#### Given task:
Recast every line of the entries below as a Markdown table, omitting blank lines, with the columns "Row" for a running row number and "Line" for the text.

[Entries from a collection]
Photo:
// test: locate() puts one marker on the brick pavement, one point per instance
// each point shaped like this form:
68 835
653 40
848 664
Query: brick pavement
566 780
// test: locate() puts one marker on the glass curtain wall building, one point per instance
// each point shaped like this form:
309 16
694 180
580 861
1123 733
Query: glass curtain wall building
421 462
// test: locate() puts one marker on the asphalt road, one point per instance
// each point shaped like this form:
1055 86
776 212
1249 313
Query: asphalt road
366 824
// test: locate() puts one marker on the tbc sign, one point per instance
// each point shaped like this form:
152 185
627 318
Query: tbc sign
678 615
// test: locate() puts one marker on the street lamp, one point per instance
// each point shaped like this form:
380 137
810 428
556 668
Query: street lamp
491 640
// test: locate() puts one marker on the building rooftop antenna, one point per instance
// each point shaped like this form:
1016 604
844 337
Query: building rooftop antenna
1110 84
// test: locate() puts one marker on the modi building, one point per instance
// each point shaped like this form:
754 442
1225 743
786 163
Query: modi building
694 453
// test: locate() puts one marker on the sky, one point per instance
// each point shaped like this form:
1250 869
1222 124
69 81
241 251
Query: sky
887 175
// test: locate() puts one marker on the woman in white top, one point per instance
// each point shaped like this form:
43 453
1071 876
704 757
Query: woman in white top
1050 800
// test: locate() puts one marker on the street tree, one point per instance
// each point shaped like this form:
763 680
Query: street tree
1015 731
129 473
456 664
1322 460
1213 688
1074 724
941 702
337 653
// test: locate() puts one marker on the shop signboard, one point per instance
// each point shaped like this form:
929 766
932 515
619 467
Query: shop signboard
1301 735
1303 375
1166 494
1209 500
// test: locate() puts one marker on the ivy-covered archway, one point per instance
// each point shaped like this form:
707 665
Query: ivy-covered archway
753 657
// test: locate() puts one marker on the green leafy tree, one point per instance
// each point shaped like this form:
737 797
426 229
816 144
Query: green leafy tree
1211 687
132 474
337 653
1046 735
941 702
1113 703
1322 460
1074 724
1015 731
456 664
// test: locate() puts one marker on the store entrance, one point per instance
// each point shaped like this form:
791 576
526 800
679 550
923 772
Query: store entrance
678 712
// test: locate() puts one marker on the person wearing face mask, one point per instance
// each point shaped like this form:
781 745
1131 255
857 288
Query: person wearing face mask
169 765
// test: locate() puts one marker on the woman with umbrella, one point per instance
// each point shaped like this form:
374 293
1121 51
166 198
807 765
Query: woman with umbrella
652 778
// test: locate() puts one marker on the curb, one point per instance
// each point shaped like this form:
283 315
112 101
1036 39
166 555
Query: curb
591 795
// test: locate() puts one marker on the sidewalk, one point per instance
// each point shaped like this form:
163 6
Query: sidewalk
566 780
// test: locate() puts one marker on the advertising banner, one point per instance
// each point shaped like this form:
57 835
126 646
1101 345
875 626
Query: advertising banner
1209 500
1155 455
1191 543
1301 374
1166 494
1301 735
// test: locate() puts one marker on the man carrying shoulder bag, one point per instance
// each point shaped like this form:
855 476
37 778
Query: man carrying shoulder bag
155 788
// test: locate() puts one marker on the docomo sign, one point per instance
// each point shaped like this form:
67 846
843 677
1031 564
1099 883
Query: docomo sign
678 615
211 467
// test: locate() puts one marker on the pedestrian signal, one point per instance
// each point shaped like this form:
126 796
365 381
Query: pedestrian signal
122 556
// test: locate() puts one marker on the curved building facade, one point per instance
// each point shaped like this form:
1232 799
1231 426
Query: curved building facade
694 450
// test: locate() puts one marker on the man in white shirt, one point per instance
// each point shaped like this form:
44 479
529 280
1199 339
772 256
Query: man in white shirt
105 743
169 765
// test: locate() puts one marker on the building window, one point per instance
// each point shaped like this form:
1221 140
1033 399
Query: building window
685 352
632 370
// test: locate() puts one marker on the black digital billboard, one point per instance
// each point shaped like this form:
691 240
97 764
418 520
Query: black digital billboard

#### The answer:
| Row | Line |
|---|---|
| 1 | Photo: |
| 2 | // test: locate() puts one marker on the brick pavement, one point per instance |
| 3 | // each point shaped like this form: |
| 4 | 68 835 |
| 5 | 653 40 |
| 6 | 848 664 |
| 7 | Query: brick pavement |
| 8 | 566 780 |
| 9 | // test: locate() puts one marker on the glass curtain wall building, one point per instance |
| 10 | // each point shaped like this form: |
| 11 | 309 16 |
| 12 | 694 180 |
| 13 | 580 861 |
| 14 | 1123 733 |
| 15 | Query: glass curtain wall building |
| 16 | 421 462 |
| 17 | // test: locate() puts one marker on the asphalt road, one point per instance |
| 18 | // each point shaped like this form: |
| 19 | 1055 86 |
| 20 | 776 212 |
| 21 | 1249 313 |
| 22 | Query: asphalt road |
| 23 | 366 824 |
| 24 | // test: locate() puts one marker on the tbc sign, one point per instance |
| 25 | // each point shaped like this form: |
| 26 | 152 185 |
| 27 | 627 318 |
| 28 | Query: tbc sign |
| 29 | 678 615 |
| 30 | // test: locate() puts one marker on the street lamp, one point per instance |
| 31 | // each point shaped like this form: |
| 32 | 380 137 |
| 33 | 810 428 |
| 34 | 556 668 |
| 35 | Query: street lamp |
| 36 | 491 640 |
| 37 | // test: locate() puts one marker on the building rooftop antenna, one point per instance |
| 38 | // each point shaped like this form: |
| 39 | 1016 604 |
| 40 | 844 337 |
| 41 | Query: building rooftop antenna |
| 42 | 1110 84 |
| 43 | // test: locate() puts one marker on the modi building, one point per instance |
| 44 | // each point shaped like this form: |
| 45 | 754 442 |
| 46 | 1225 743 |
| 47 | 786 163 |
| 48 | Query: modi building |
| 49 | 694 453 |
| 50 | // test: locate() puts one marker on the sky, one point per instance |
| 51 | // each point shaped like this form: |
| 52 | 1250 869 |
| 53 | 1222 124 |
| 54 | 69 81 |
| 55 | 241 251 |
| 56 | Query: sky |
| 57 | 887 175 |
| 58 | // test: locate() puts one marker on the woman in white top, one point per instance |
| 59 | // each point shaped like this form: |
| 60 | 43 453 |
| 61 | 1071 876 |
| 62 | 704 757 |
| 63 | Query: woman in white top |
| 64 | 1050 800 |
| 65 | // test: locate() puts one marker on the street tree, one point per instance |
| 66 | // each point shaped like this form: |
| 67 | 763 680 |
| 68 | Query: street tree |
| 69 | 1015 731 |
| 70 | 129 473 |
| 71 | 456 664 |
| 72 | 1322 460 |
| 73 | 1213 688 |
| 74 | 1074 724 |
| 75 | 941 702 |
| 76 | 337 653 |
| 77 | // test: locate() puts one marker on the shop signboard, one point per instance |
| 78 | // each point shaped like this form: |
| 79 | 929 766 |
| 80 | 932 515 |
| 81 | 619 467 |
| 82 | Query: shop signboard |
| 83 | 1301 735 |
| 84 | 1303 375 |
| 85 | 1166 494 |
| 86 | 1209 500 |
| 87 | // test: locate() puts one marker on the ivy-covered archway, one point per instance |
| 88 | // each point shaped like this form: |
| 89 | 707 665 |
| 90 | Query: ivy-covered archway |
| 91 | 753 657 |
| 92 | // test: locate() puts one marker on the green leafy tree, one point per instance |
| 93 | // each point shaped like this form: |
| 94 | 737 797 |
| 95 | 426 229 |
| 96 | 816 144 |
| 97 | Query: green leafy tree |
| 98 | 1211 687 |
| 99 | 132 474 |
| 100 | 337 653 |
| 101 | 1046 735 |
| 102 | 941 702 |
| 103 | 1113 703 |
| 104 | 1322 460 |
| 105 | 1074 724 |
| 106 | 1015 731 |
| 107 | 456 664 |
| 108 | // test: locate() puts one marker on the store entrance, one point per instance |
| 109 | // each point shaped like this form: |
| 110 | 791 576 |
| 111 | 526 800 |
| 112 | 679 550 |
| 113 | 923 772 |
| 114 | Query: store entrance |
| 115 | 678 712 |
| 116 | // test: locate() puts one marker on the person wearing face mask, one point per instance |
| 117 | // each point shaped like this form: |
| 118 | 781 745 |
| 119 | 1131 255 |
| 120 | 857 288 |
| 121 | Query: person wearing face mask |
| 122 | 169 765 |
| 123 | // test: locate() puts one marker on the woman with umbrella, one point per instance |
| 124 | // each point shaped like this form: |
| 125 | 374 293 |
| 126 | 1121 51 |
| 127 | 166 198 |
| 128 | 807 765 |
| 129 | Query: woman with umbrella |
| 130 | 652 778 |
| 131 | // test: locate() puts one marker on the curb, one point per instance |
| 132 | // each point shaped like this form: |
| 133 | 283 315 |
| 134 | 112 101 |
| 135 | 1036 39 |
| 136 | 166 555 |
| 137 | Query: curb |
| 138 | 591 795 |
| 139 | // test: locate() puts one marker on the sidewalk, one point per instance |
| 140 | // each point shaped like this form: |
| 141 | 163 6 |
| 142 | Query: sidewalk |
| 143 | 566 780 |
| 144 | // test: locate() puts one marker on the advertising banner, one point per instance |
| 145 | // each point shaped like this form: |
| 146 | 57 835 |
| 147 | 126 646 |
| 148 | 1101 345 |
| 149 | 875 626 |
| 150 | Query: advertising banner |
| 151 | 1209 500 |
| 152 | 1155 455 |
| 153 | 1191 543 |
| 154 | 1301 374 |
| 155 | 1166 494 |
| 156 | 1301 735 |
| 157 | // test: locate() puts one marker on the man carrying shoulder bag, one point per instance |
| 158 | // each point shaped like this form: |
| 159 | 855 476 |
| 160 | 37 778 |
| 161 | Query: man carrying shoulder bag |
| 162 | 155 788 |
| 163 | // test: locate() puts one marker on the docomo sign, one point per instance |
| 164 | // each point shaped like this form: |
| 165 | 67 846 |
| 166 | 843 677 |
| 167 | 1031 564 |
| 168 | 1099 883 |
| 169 | Query: docomo sign |
| 170 | 678 615 |
| 171 | 211 467 |
| 172 | // test: locate() puts one marker on the pedestrian signal, one point per instance |
| 173 | // each point shaped like this form: |
| 174 | 126 796 |
| 175 | 365 381 |
| 176 | Query: pedestrian signal |
| 177 | 122 556 |
| 178 | // test: locate() puts one marker on the curved building facade, one point per instance |
| 179 | // each point shaped like this form: |
| 180 | 1232 799 |
| 181 | 1231 426 |
| 182 | Query: curved building facade |
| 183 | 694 450 |
| 184 | // test: locate() puts one marker on the man in white shirt, one point per instance |
| 185 | // each point shaped like this form: |
| 186 | 44 479 |
| 187 | 529 280 |
| 188 | 1199 339 |
| 189 | 772 256 |
| 190 | Query: man in white shirt |
| 191 | 105 743 |
| 192 | 169 765 |
| 193 | // test: locate() puts one marker on the building window, one point per instance |
| 194 | // each point shaped like this form: |
| 195 | 1221 140 |
| 196 | 1033 399 |
| 197 | Query: building window |
| 198 | 685 352 |
| 199 | 632 370 |
| 200 | // test: locate() puts one marker on the black digital billboard, one point per instance |
| 201 | // each point shaped like this form: |
| 202 | 691 240 |
| 203 | 97 764 |
| 204 | 418 520 |
| 205 | Query: black digital billboard |